[start]
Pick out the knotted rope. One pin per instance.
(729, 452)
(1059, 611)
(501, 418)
[end]
[start]
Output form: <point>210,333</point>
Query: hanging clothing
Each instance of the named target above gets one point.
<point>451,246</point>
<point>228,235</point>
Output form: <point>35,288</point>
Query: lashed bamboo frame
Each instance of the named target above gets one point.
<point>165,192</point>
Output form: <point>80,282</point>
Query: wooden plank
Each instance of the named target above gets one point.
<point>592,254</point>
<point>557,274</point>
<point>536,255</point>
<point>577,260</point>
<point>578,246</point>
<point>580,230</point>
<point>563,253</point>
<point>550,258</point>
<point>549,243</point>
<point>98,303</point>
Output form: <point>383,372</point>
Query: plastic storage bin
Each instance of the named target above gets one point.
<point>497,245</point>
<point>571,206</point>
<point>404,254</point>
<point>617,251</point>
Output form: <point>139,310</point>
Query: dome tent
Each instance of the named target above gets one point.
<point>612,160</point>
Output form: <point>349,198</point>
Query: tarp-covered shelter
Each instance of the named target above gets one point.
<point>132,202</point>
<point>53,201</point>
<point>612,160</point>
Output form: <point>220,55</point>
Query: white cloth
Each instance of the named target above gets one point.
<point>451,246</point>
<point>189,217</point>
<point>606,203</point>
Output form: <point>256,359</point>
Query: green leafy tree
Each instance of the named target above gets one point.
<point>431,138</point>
[end]
[start]
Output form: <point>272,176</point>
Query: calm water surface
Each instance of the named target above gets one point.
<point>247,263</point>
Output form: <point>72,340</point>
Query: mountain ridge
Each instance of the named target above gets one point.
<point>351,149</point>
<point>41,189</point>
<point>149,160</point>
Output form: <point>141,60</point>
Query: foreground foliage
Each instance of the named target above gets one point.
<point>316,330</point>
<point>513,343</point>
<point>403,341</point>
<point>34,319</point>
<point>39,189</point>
[end]
» **SET EXERCISE**
Rewrite the material between the lines holding "Output form: <point>72,340</point>" and "<point>39,189</point>", inclusive, replacing "instance" with "occurrence" and leaving everything else unchanged.

» **OUTPUT**
Output form: <point>72,340</point>
Query: mountain ridge
Each occurrence of the named target above gets one point.
<point>351,149</point>
<point>41,189</point>
<point>149,160</point>
Output form: <point>141,60</point>
Query: foreground foliage
Each occurrence of the named target above gets one point.
<point>316,330</point>
<point>513,343</point>
<point>403,341</point>
<point>34,319</point>
<point>39,189</point>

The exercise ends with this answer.